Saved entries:
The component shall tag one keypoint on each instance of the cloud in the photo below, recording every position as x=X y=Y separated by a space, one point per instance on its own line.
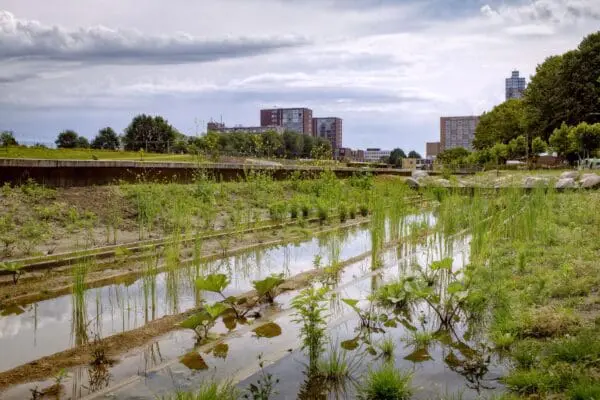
x=559 y=12
x=31 y=40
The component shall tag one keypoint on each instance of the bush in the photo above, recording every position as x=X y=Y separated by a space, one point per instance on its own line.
x=386 y=383
x=364 y=210
x=343 y=210
x=322 y=213
x=277 y=211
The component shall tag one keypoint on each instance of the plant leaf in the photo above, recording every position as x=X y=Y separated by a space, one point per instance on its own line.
x=266 y=285
x=213 y=283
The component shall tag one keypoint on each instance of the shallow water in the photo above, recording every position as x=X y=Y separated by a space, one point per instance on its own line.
x=160 y=368
x=57 y=324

**What you will do:** Reproduce every line of the saved entries above, including the requests, but add 25 to each x and y value in the keypoint coordinates. Omit the pictures from your answer.

**Finished answer:**
The component shall tag one keypoint on each instance of the cloud in the photo below, recording every position as x=X y=Y separated by a space, one point per instance on its own line.
x=584 y=37
x=56 y=65
The component shall tag one keypoint on each instance of the bush in the photo above, recording every position as x=X y=Y separated by a space, one point per instance on its own line.
x=411 y=408
x=389 y=235
x=368 y=235
x=347 y=238
x=302 y=236
The component shall tag one keypoint on each instance of the plant leaf in the photo above, recording every position as x=X y=Y separated by a space, one point per instance on its own line.
x=291 y=310
x=238 y=308
The component shall tag one keypoint on each instance of the shallow water in the photo above, recording every position as x=X y=Y separated by a space, one point per instance on its own line.
x=185 y=393
x=82 y=349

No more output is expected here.